* **TASK REQUIREMENTS**
Exactly as written, print each of the entries.

----

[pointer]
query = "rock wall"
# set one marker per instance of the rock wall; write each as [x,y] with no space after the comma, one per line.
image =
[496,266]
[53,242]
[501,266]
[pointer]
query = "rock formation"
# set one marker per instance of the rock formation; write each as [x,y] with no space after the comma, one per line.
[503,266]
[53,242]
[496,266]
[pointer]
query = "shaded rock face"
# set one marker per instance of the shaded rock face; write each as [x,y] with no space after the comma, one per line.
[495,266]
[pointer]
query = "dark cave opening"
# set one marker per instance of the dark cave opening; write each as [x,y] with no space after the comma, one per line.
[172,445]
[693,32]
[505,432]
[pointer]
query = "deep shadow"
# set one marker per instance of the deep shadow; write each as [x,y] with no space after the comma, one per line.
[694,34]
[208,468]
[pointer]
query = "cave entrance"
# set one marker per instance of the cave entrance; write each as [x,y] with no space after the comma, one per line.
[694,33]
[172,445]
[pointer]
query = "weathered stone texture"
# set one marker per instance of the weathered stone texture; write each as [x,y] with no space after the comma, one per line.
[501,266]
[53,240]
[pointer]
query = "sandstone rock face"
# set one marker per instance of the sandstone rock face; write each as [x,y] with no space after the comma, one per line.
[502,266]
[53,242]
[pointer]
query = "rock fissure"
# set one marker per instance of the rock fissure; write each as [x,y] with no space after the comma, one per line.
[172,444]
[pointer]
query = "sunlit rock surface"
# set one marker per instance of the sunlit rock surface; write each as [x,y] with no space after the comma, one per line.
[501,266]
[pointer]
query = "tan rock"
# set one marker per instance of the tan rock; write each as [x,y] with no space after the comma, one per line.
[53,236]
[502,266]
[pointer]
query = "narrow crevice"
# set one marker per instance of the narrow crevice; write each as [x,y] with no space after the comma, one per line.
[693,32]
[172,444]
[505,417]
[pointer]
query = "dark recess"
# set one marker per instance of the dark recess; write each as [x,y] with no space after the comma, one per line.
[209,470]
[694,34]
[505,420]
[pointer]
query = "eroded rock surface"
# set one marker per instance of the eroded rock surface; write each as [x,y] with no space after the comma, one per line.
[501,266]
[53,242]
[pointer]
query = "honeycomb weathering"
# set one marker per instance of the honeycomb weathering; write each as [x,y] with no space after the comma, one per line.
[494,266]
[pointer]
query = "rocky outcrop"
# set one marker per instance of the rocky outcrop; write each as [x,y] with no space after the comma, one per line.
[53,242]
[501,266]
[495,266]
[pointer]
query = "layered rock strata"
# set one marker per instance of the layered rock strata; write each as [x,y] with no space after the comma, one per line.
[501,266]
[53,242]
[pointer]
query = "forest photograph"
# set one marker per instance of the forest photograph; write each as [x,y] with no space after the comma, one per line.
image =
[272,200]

----

* **FINISHED TASK**
[pointer]
query = "rock wall"
# set one marker per instance of the rock wall; write each as [x,y] with no space after the comma, one per line.
image =
[496,266]
[53,242]
[501,266]
[pointer]
query = "rock formation"
# set one marker per instance of the rock formation; write each as [x,y] with no space after the comma, one per line.
[503,266]
[53,242]
[496,266]
[pointer]
query = "shaded rock face"
# set one marker per instance of the shaded rock face; write each as [x,y] with no space after the comma, one per line.
[495,266]
[pointer]
query = "dark cave opening"
# set one marker per instance of the dark cave opening; write each as [x,y] with no space after the comma, one per line.
[172,445]
[693,32]
[505,432]
[pointer]
query = "deep shadow"
# set one marker per instance of the deep shadow; write each as [x,y] with no space after the comma, one per line.
[694,34]
[208,468]
[pointer]
query = "cave entrance"
# set one marker per instance of the cave entrance; write each as [x,y] with no space after the comma, one per line.
[694,33]
[172,445]
[pointer]
query = "weathered stone texture"
# set one marker per instance of the weathered stone texture; write each as [x,y] with no space after the comma, one per line.
[501,266]
[53,240]
[pointer]
query = "sandstone rock face"
# set one marker per instance of the sandstone rock face; write each as [x,y] with no space after the comma, one per line.
[502,266]
[53,242]
[pointer]
query = "rock fissure"
# set one marker per instance of the rock fissure; write each as [x,y] with no space after the comma, one per line.
[172,444]
[pointer]
query = "sunlit rock surface"
# set one marker per instance of the sunlit rock surface; write each as [x,y] with no space after the comma, one per line.
[501,266]
[pointer]
query = "tan rock"
# set one marker per instance of the tan rock; write each as [x,y] with no space after the comma, one per line.
[53,236]
[502,266]
[pointer]
query = "narrow crevice"
# set one marker per instance of the narrow crevice; write each as [x,y] with no space after the comma, one per line.
[693,32]
[172,444]
[505,417]
[pointer]
query = "dark recess"
# set one marker per instance of the dark recess; write each as [x,y] with no space after the comma, one per line.
[209,470]
[694,34]
[505,420]
[pointer]
query = "eroded rock surface"
# set one marker per instance of the eroded rock surface; write each as [x,y] with no space after the comma, one per line.
[501,266]
[53,242]
[pointer]
query = "honeycomb weathering"
# set one marker per instance of the honeycomb weathering; write each as [x,y] with no space after the comma, one per line.
[494,266]
[pointer]
query = "rocky outcrop"
# set one marker per instance of the rocky outcrop; write each as [x,y] with no space after the comma, one per line.
[53,242]
[501,266]
[495,266]
[pointer]
query = "layered rock strata"
# set one marker per instance of the layered rock strata; write each as [x,y] with no space after the comma, one per line.
[501,266]
[53,242]
[pointer]
query = "forest photograph"
# set one marker per instance of the forest photograph; write each as [x,y] with no space after the comma, one per line.
image =
[272,200]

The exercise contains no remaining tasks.